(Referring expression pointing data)
____________________

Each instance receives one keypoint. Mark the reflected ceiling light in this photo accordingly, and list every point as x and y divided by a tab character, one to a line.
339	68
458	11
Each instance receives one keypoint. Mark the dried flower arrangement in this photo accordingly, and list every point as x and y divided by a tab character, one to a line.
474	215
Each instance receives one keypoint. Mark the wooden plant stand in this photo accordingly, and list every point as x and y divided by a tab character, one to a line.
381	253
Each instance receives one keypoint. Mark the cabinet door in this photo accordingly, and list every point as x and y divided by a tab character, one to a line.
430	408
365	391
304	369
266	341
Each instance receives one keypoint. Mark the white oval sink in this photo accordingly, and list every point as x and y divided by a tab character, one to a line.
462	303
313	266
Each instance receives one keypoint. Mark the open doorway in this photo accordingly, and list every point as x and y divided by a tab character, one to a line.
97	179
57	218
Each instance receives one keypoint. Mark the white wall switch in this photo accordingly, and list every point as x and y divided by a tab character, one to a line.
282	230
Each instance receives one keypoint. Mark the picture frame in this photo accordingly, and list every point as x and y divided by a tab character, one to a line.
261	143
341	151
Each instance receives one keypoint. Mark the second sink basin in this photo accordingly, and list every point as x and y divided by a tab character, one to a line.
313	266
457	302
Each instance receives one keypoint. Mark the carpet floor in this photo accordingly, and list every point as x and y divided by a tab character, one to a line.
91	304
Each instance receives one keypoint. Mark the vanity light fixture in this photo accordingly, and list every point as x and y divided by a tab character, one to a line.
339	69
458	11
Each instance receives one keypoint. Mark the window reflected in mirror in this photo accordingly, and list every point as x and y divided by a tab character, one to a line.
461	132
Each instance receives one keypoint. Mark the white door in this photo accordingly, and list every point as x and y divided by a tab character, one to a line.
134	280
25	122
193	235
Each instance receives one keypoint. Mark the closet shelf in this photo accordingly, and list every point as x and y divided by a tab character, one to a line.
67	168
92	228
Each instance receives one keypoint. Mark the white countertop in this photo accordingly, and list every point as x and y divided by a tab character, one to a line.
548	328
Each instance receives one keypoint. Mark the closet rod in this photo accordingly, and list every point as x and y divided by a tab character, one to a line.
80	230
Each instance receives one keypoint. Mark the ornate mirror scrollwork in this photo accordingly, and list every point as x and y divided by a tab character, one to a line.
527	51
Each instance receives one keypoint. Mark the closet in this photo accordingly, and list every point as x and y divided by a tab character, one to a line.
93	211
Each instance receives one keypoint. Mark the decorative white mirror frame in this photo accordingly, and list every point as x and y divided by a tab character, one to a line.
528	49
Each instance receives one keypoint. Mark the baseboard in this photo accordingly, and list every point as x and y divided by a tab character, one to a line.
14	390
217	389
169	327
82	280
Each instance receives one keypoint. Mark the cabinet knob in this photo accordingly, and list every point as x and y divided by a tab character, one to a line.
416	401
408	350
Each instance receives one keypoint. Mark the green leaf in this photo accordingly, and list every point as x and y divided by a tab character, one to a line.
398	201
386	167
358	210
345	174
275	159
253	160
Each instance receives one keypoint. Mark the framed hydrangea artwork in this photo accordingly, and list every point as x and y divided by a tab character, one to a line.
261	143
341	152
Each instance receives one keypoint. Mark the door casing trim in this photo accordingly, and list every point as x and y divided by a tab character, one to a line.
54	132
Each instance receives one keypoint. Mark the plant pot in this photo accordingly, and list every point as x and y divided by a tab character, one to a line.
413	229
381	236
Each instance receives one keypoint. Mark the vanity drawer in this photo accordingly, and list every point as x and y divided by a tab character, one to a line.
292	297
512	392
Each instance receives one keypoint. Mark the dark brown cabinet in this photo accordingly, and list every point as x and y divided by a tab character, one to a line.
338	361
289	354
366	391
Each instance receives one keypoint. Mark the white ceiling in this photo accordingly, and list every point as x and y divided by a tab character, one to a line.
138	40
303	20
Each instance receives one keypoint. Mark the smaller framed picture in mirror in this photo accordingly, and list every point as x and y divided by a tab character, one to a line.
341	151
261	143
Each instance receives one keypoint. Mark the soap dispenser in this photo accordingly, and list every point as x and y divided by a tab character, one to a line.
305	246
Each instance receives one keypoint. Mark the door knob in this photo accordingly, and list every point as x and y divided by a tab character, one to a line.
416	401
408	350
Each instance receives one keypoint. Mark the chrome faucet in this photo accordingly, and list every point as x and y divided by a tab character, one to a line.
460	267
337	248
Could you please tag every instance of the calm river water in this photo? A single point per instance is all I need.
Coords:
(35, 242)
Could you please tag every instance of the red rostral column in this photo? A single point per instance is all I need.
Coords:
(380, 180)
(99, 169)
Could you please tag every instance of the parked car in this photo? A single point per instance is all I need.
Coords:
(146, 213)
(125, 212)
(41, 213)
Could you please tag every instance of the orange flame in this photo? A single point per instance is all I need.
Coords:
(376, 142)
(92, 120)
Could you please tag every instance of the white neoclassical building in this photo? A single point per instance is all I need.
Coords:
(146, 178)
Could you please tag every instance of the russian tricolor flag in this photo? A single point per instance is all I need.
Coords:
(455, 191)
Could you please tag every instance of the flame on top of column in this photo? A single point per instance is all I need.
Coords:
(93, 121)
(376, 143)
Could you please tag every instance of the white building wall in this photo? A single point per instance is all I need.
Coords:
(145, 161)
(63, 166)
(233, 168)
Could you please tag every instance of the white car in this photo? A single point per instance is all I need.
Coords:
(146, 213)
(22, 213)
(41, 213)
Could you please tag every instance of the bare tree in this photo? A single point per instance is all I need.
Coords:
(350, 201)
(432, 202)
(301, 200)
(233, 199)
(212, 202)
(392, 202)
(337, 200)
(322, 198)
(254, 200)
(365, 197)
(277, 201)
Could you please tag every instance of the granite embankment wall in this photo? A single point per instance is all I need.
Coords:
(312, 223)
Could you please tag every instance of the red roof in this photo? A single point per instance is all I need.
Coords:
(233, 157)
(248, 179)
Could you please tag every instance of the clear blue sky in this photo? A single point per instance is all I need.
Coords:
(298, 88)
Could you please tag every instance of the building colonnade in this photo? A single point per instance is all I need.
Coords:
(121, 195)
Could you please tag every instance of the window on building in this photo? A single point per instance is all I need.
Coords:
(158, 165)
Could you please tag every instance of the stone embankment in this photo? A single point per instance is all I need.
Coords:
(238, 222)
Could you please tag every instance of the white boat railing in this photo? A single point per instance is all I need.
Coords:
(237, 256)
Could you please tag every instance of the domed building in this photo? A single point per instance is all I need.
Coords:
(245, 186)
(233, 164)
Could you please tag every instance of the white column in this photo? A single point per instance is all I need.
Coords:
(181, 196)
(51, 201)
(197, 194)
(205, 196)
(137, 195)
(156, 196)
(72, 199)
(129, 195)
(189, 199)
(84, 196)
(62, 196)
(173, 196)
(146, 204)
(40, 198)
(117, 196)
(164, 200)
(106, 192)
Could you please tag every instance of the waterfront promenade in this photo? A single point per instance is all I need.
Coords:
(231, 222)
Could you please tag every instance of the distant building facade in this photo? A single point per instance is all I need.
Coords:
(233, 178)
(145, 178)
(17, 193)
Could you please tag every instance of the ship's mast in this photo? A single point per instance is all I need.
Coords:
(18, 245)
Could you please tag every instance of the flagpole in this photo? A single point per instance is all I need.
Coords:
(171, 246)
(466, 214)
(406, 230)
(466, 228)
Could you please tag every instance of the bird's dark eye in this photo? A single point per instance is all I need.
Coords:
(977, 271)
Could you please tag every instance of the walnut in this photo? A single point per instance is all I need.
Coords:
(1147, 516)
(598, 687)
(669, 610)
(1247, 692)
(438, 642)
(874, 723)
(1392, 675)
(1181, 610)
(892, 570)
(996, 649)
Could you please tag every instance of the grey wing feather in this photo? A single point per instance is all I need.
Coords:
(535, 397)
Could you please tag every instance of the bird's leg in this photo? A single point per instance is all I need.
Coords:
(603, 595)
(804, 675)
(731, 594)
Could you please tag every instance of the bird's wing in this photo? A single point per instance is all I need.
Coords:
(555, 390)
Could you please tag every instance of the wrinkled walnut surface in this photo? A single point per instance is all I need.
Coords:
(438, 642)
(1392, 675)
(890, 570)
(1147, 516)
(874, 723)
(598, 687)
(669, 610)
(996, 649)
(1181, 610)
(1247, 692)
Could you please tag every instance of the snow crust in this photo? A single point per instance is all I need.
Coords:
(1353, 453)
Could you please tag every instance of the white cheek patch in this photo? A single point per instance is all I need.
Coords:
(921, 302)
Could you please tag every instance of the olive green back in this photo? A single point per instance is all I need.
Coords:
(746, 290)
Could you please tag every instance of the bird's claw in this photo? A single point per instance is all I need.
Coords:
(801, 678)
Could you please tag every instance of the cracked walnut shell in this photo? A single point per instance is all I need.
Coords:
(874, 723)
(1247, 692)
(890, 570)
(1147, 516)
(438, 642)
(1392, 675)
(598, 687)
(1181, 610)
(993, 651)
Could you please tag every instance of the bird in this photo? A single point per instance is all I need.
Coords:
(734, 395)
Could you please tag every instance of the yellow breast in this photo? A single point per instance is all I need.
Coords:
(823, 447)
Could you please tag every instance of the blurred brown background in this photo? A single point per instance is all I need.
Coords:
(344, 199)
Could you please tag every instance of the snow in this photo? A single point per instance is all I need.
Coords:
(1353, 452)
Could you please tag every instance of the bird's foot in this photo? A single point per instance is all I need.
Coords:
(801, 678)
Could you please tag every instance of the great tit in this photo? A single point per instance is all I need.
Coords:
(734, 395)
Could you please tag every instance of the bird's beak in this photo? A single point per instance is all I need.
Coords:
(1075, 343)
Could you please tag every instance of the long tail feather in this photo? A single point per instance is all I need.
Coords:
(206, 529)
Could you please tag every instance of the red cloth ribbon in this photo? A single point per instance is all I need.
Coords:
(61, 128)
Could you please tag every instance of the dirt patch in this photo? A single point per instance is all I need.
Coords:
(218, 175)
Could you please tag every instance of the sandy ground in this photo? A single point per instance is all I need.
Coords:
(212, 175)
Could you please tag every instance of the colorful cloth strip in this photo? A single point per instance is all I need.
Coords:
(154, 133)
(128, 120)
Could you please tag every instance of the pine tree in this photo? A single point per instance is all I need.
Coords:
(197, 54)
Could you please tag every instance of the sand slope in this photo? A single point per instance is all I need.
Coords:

____________________

Your assignment -> Please go through each line of the data and count those that contain the string "feather"; give that number alone.

Exercise solution -> 2